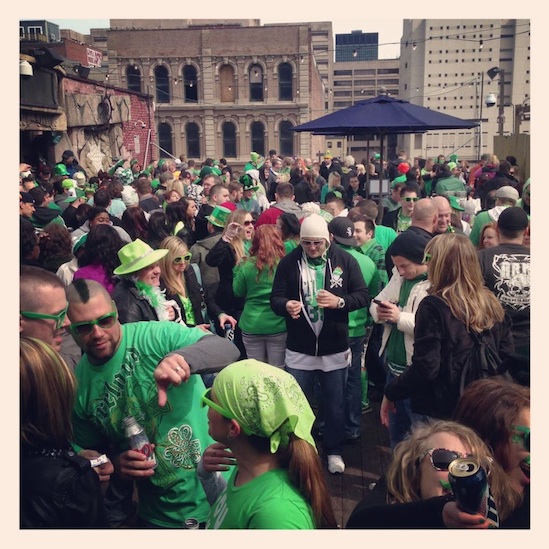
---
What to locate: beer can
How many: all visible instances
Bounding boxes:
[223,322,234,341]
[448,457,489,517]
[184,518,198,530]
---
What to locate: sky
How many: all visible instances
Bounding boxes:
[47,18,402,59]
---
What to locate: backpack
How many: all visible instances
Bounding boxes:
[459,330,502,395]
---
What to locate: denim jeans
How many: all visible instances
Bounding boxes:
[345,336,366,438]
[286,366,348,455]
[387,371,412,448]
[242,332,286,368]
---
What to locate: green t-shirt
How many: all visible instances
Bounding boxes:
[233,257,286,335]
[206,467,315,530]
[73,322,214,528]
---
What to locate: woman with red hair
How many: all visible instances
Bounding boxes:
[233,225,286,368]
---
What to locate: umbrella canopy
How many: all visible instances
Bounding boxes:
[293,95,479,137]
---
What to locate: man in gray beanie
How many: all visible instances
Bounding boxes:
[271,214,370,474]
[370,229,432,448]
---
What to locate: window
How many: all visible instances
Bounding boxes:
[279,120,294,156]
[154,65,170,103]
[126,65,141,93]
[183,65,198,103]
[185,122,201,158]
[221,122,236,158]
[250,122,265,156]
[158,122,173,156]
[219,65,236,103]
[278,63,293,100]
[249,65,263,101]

Problem description:
Show every line above that contains the word "What".

Completed task:
What to locate: beer can
What to locate: sky
What to locate: backpack
What to locate: denim jeans
What to locate: green t-shirt
What to locate: woman with red hair
What to locate: umbrella canopy
What to locate: man in gray beanie
What to locate: window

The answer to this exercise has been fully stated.